__GIVEN EXERCISE 1__
Format the records as a Markdown table with the columns "Row" and "Line", starting with the line that contains "the semi-dome, find" and going on through the last line of the records. Include only those lines and omit any blank ones.

__PASSAGE__
## Start
# Build out line



## espola (Sep 9, 2018)

Today I witnessed my first BU9 game using the build out line.  What is it they are trying to teach with that?

Would it be legal for the keeper to dribble the ball out and then kick the ball long?


----------



## Grace T. (Sep 9, 2018)

Supposedly building from the back instead of letting the keeper punt or the big legged defender boot the goalkick. I just had any ayso game with the new rule.  I need some work on it . Yes the goalkeeper can put it down and dribble out on a save, not on a goalkick.


----------



## Sunil Illuminati (Sep 9, 2018)

No. Six months in a Youth Detention Center for that offense.


----------



## Grace T. (Sep 9, 2018)

Gk can put it down when saved. Defense can cross the line when put down.


----------



## timbuck (Sep 9, 2018)

espola said:


> Today I witnessed my first BU9 game using the build out line.  What is it they are trying to teach with that?
> 
> Would it be legal for the keeper to dribble the ball out and then kick the ball long?


I think the point is that they want teams to be able to play it short without a swarm of pressure camped out at the edge of the 18.  At the young ages, not every team will have a player that can smash it long and out of trouble.  So they want to teams to be able to play soccer instead of "try to boot it past the wall standing on the edge of the 18."
Good idea on paper.
But you have some coaches who will play it short and then smash the next ball forward anyway.
And then you have other coaches who will have the same "camp out at the build out line and send a wave of players forward" to try and stop the build out.
Or you have some other coaches who look for loopholes like "lets have the keeper dribble it for a touch and then smash it forward" or "play a ball out to your center back who will softly play it back to the keeper who will then smash it forward."


----------



## Grace T. (Sep 9, 2018)

timbuck said:


> I think the point is that they want teams to be able to play it short without a swarm of pressure camped out at the edge of the 18.  At the young ages, not every team will have a player that can smash it long and out of trouble.  So they want to teams to be able to play soccer instead of "try to boot it past the wall standing on the edge of the 18."
> Good idea on paper.
> But you have some coaches who will play it short and then smash the next ball forward anyway.
> And then you have other coaches who will have the same "camp out at the build out line and send a wave of players forward" to try and stop the build out.
> Or you have some other coaches who look for loopholes like "lets have the keeper dribble it for a touch and then smash it forward" or "play a ball out to your center back who will softly play it back to the keeper who will then smash it forward."



My favorite of the weekend was the coach that told the player to throw it overhead onto the ground like a free throw, then it bounced and he could kick it long.  Sorry...still a drop kick.


----------



## socalkdg (Sep 9, 2018)

timbuck said:


> I think the point is that they want teams to be able to play it short without a swarm of pressure camped out at the edge of the 18.  At the young ages, not every team will have a player that can smash it long and out of trouble.  So they want to teams to be able to play soccer instead of "try to boot it past the wall standing on the edge of the 18."
> Good idea on paper.
> But you have some coaches who will play it short and then smash the next ball forward anyway.
> And then you have other coaches who will have the same "camp out at the build out line and send a wave of players forward" to try and stop the build out.
## End
__MATERIAL PROVIDED__
## Start
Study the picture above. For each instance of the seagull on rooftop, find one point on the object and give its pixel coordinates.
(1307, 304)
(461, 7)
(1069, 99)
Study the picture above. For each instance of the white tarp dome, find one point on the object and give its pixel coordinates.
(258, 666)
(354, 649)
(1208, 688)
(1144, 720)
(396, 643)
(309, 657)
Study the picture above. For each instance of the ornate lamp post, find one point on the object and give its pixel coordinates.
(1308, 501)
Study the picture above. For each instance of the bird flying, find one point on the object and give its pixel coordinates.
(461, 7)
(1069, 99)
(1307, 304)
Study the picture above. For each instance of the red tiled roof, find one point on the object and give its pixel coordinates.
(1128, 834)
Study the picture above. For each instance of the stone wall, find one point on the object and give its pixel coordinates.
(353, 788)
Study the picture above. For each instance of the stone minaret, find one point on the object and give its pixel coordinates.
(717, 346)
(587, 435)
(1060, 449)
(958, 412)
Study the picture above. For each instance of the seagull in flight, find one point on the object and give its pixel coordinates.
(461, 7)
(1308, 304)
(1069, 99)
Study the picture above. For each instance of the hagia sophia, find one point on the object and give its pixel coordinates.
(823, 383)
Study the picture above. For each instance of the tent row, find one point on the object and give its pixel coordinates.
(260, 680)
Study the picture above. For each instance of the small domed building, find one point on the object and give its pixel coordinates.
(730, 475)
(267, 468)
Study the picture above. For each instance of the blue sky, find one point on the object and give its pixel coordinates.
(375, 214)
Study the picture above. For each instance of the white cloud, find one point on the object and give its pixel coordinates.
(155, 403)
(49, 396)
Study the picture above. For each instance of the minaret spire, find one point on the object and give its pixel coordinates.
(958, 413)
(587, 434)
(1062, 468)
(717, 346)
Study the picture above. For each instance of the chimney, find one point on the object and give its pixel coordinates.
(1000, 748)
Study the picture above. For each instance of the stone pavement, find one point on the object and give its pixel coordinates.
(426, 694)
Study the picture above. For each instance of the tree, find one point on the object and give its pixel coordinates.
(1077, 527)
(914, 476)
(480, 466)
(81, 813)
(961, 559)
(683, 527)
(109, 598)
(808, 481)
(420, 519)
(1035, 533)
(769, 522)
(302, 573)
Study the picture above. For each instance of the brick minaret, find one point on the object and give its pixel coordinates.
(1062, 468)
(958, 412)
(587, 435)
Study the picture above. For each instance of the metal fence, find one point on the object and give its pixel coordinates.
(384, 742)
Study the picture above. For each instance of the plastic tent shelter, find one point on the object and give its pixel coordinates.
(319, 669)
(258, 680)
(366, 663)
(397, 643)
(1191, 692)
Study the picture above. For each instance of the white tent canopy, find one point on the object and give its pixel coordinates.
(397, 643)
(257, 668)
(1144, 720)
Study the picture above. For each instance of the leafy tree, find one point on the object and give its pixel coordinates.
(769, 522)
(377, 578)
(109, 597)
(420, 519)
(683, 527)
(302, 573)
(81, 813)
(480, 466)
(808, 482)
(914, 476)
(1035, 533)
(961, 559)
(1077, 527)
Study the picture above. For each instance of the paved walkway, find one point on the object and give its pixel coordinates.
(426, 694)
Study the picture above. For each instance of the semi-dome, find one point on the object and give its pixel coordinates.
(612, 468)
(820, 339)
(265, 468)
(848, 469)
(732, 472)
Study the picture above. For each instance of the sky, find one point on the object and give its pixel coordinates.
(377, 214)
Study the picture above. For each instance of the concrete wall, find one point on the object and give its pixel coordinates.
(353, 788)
## End
__GIVEN EXERCISE 2__
Resume the forum thread about the build out line from the point where it stops.

__EXERCISE ANSWER 1__
| Row | Line |
|---|---|
| 1 | Study the picture above. For each instance of the semi-dome, find one point on the object and give its pixel coordinates. |
| 2 | (612, 468) |
| 3 | (820, 339) |
| 4 | (265, 468) |
| 5 | (848, 469) |
| 6 | (732, 472) |
| 7 | Study the picture above. For each instance of the sky, find one point on the object and give its pixel coordinates. |
| 8 | (377, 214) |
| 9 | Study the picture above. For each instance of the concrete wall, find one point on the object and give its pixel coordinates. |
| 10 | (353, 788) |

__EXERCISE ANSWER 2__
> Or you have some other coaches who look for loopholes like "lets have the keeper dribble it for a touch and then smash it forward" or "play a ball out to your center back who will softly play it back to the keeper who will then smash it forward."


In each of these cases you have 1-2 extra passes.   Still better than what we had.


----------



## rainbow_unicorn (Sep 9, 2018)

The build out line is great for youngers.  Not sure how one could argue that forcing players to learn how to pass the ball out of the back is a bad thing.


----------



## MWN (Sep 9, 2018)

I'll add ... there are two main goals of the build out line: (1) give the uLittles a few seconds to attempt to build out of the back, make a pass or two ... attempt to play correctly; and (2) keep the ball on the ground instead of punted into the air, thus, creating needless header opportunities.  The Federation's adoption of the BOL and modified rules are all designed to help the uLittle play with their feet, which is really bad if we are trying to teach them basketball or baseball, but kinda good for soccer.


----------



## coachsamy (Sep 10, 2018)

Kudos to whoever came with this rule! I went to see my nephew play and the whole building from the back and no punts, goalies hand passing and no pressure to build up are great. To say that makes a Ulittle bronze game to be enjoyable to watch is a lot.


----------



## jrcaesar (Sep 10, 2018)

These games require some patience to referee: GK gets ball, referee assesses whether the ball is being played quickly or not, referee motions to get players pushed back, GK plays the ball, players and referee react to whether ball leaves penalty area and crosses line. It's just a game reset that is unusual in soccer.


----------



## Messi>CR7 (Sep 10, 2018)

rainbow_unicorn said:


> The build out line is great for youngers.  Not sure how one could argue that forcing players to learn how to pass the ball out of the back is a bad thing.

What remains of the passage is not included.